* **Exercise description**: Set the lines below out as a numbered list, dropping any blank lines.

* **Data for the task**:

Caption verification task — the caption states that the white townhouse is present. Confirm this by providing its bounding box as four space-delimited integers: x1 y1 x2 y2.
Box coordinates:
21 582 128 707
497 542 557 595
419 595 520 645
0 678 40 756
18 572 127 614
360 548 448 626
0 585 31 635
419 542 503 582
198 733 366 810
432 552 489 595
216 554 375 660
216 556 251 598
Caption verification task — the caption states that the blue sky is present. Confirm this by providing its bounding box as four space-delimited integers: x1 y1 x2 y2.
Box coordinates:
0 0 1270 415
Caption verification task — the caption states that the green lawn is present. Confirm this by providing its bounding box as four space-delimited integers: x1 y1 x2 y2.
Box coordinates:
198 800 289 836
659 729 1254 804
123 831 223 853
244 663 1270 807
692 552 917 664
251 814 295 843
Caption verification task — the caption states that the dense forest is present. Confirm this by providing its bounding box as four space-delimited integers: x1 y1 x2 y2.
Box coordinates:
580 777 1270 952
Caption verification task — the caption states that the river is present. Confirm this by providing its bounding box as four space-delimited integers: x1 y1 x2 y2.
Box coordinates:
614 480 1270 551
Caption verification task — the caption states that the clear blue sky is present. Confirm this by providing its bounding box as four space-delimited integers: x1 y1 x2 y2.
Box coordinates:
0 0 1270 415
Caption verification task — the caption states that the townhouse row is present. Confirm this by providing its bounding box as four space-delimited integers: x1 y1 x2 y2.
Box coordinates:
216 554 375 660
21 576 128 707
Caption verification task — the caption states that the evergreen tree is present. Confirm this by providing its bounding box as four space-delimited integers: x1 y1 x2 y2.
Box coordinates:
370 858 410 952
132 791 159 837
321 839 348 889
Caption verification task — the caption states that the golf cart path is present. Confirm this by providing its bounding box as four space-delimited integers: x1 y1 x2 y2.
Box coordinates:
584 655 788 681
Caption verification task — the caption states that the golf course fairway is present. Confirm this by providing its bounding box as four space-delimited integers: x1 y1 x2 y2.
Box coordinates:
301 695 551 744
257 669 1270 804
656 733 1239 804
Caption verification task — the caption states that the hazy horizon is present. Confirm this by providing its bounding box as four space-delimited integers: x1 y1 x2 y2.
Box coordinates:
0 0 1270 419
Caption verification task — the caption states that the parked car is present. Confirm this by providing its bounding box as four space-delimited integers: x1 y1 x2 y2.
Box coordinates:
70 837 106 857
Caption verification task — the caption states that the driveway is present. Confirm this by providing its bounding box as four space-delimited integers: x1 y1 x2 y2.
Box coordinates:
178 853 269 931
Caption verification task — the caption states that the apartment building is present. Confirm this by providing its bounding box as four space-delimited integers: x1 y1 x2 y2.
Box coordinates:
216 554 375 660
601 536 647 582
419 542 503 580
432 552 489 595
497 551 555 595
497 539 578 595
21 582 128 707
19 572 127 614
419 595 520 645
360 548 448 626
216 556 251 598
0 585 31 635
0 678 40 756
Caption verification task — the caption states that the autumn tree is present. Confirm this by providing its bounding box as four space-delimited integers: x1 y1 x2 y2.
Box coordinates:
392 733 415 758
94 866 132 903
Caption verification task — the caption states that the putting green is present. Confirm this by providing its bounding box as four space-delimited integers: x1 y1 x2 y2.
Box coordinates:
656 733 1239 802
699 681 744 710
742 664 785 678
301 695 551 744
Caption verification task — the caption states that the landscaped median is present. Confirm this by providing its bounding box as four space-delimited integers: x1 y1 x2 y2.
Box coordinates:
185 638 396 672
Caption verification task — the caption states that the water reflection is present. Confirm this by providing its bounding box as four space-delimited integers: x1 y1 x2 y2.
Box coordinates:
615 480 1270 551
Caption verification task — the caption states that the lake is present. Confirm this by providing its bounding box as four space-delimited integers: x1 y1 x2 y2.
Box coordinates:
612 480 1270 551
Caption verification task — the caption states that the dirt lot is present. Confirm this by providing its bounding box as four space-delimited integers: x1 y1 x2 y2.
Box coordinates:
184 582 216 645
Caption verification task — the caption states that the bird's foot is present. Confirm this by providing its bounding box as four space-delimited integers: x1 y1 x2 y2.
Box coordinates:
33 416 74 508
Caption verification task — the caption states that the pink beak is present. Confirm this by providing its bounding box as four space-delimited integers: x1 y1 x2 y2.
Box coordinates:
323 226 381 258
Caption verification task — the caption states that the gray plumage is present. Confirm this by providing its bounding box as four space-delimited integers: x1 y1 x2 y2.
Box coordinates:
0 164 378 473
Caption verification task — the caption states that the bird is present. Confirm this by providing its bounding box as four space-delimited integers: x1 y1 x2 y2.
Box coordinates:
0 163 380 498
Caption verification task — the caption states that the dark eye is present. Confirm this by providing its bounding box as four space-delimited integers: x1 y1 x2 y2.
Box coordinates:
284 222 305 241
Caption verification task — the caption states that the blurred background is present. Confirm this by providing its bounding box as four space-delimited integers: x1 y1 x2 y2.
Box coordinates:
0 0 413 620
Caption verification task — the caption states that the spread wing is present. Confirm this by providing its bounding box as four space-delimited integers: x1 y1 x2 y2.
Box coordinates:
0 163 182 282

* **Result of the task**:
1. Caption verification task — the caption states that the white townhouse is present. Confirm this by providing its bounding box as four space-delimited integers: x1 y1 x2 y2.
2. Box coordinates:
3. 21 582 128 707
4. 497 542 557 595
5. 419 595 520 645
6. 0 678 40 756
7. 18 572 127 614
8. 360 548 448 626
9. 0 585 31 635
10. 419 542 503 582
11. 198 733 366 810
12. 432 552 489 595
13. 216 554 375 660
14. 216 556 251 598
15. Caption verification task — the caption states that the blue sky is present. Confirm this by providing its bounding box as four space-delimited integers: x1 y1 x2 y2.
16. Box coordinates:
17. 0 0 1270 415
18. Caption verification task — the caption states that the green lawn is present. Confirm this by providing its bounding box as four space-delimited integers: x1 y1 x2 y2.
19. Box coordinates:
20. 198 800 289 836
21. 659 729 1254 804
22. 123 831 223 853
23. 244 663 1270 807
24. 692 552 917 664
25. 251 814 295 843
26. Caption verification task — the caption states that the dense forest is present. Confirm this by providing its bounding box as four space-delimited integers: x1 y1 x2 y2.
27. Box coordinates:
28. 580 777 1270 952
29. Caption verification task — the caption states that the river is present. Confirm this by providing its bounding box as four space-delimited integers: x1 y1 x2 y2.
30. Box coordinates:
31. 614 480 1270 551
32. Caption verification task — the caption states that the clear blue sky is present. Confirm this by providing its bounding box as four space-delimited integers: x1 y1 x2 y2.
33. Box coordinates:
34. 0 0 1270 415
35. Caption verification task — the caption states that the townhouse row is present. Confirm this by providing its bounding box as four space-delimited integers: x1 y1 x2 y2.
36. Box coordinates:
37. 216 554 375 660
38. 21 576 128 707
39. Caption verification task — the caption states that the evergreen tree is present. Confirm this by providing its bounding box as four space-delimited integers: x1 y1 x2 y2.
40. Box coordinates:
41. 370 858 410 952
42. 132 791 159 837
43. 321 839 348 889
44. Caption verification task — the caption states that the golf cart path is present. Confirm this by providing its bounding box as four space-delimited integers: x1 y1 x2 y2.
45. Box coordinates:
46. 584 655 788 681
47. Caption verification task — the caption states that the golf course fairway is present. Confirm this by providing its bounding box as four space-delimited integers: x1 y1 x2 y2.
48. Box coordinates:
49. 301 695 551 744
50. 257 669 1270 804
51. 656 733 1239 804
52. Caption verification task — the caption states that the hazy horizon is present. Confirm this by providing its bounding box as four space-delimited integers: x1 y1 x2 y2.
53. Box coordinates:
54. 0 0 1270 419
55. Caption verification task — the caption states that the parked car is present. Confirm this by providing its bounding box as four space-delimited integers: x1 y1 x2 y2.
56. Box coordinates:
57. 70 837 106 857
58. Caption verification task — the caption states that the driveway is present. Confirm this by providing its bounding box as four space-delimited integers: x1 y1 x2 y2.
59. Box coordinates:
60. 178 853 269 931
61. Caption verification task — the caption states that the apartment building is present. Confirm this by providing its bounding box as four space-delimited integers: x1 y1 x2 y2.
62. Box coordinates:
63. 216 554 375 660
64. 601 536 647 582
65. 419 542 503 580
66. 432 552 489 595
67. 497 551 555 595
68. 497 539 578 595
69. 21 582 128 707
70. 19 572 127 614
71. 419 595 520 645
72. 360 548 448 626
73. 216 556 251 598
74. 0 585 31 635
75. 0 678 40 756
76. Caption verification task — the caption states that the autumn tree is present. Confirm this by providing its bounding box as four space-delimited integers: x1 y1 x2 y2.
77. Box coordinates:
78. 392 733 415 758
79. 94 866 132 903
80. Caption verification task — the caption states that the putting green is present. Confirm this by providing its bounding box as four space-delimited integers: x1 y1 x2 y2.
81. Box coordinates:
82. 656 733 1239 802
83. 699 681 744 710
84. 742 664 785 678
85. 301 695 551 744
86. Caption verification task — the caption states that the landscaped median is present. Confirm this by providing its bounding box as four space-delimited integers: x1 y1 x2 y2.
87. Box coordinates:
88. 185 638 396 672
89. Caption verification task — the caption states that the water reflection is present. Confirm this by providing its bounding box as four space-delimited integers: x1 y1 x2 y2.
90. Box coordinates:
91. 615 480 1270 551
92. Caption verification task — the caption states that the lake is present. Confirm this by providing its bounding box as four space-delimited integers: x1 y1 x2 y2.
93. Box coordinates:
94. 612 480 1270 551
95. Caption verification task — the caption states that the dirt lot is present. Confirm this by providing its bounding box as four space-delimited integers: x1 y1 x2 y2.
96. Box coordinates:
97. 184 582 216 645
98. Caption verification task — the caption states that the bird's foot is present. Confirm this by providing its bounding box as four space-delimited integers: x1 y1 x2 y2.
99. Box coordinates:
100. 33 416 74 508
101. Caption verification task — the caption states that the pink beak is present. Confirm this by providing its bounding box as four space-delimited integers: x1 y1 x2 y2.
102. Box coordinates:
103. 323 226 381 258
104. Caption verification task — the caption states that the gray plumage is present. Confirm this by providing its bounding box as four space-delimited integers: x1 y1 x2 y2.
105. Box coordinates:
106. 0 164 378 473
107. Caption verification task — the caption states that the bird is present. Confirm this by providing its bounding box as four space-delimited integers: x1 y1 x2 y2.
108. Box coordinates:
109. 0 163 380 498
110. Caption verification task — the caption states that the dark eye is present. Confirm this by providing its bounding box as four space-delimited integers: x1 y1 x2 y2.
111. Box coordinates:
112. 284 222 305 241
113. Caption verification task — the caption states that the blurred background is present. Confirm this by providing its bounding box as four space-delimited integers: x1 y1 x2 y2.
114. Box coordinates:
115. 0 0 413 620
116. Caption verification task — the caption states that the spread wing is present. Confirm this by providing its bounding box as four space-delimited integers: x1 y1 x2 y2.
117. Box coordinates:
118. 0 163 182 282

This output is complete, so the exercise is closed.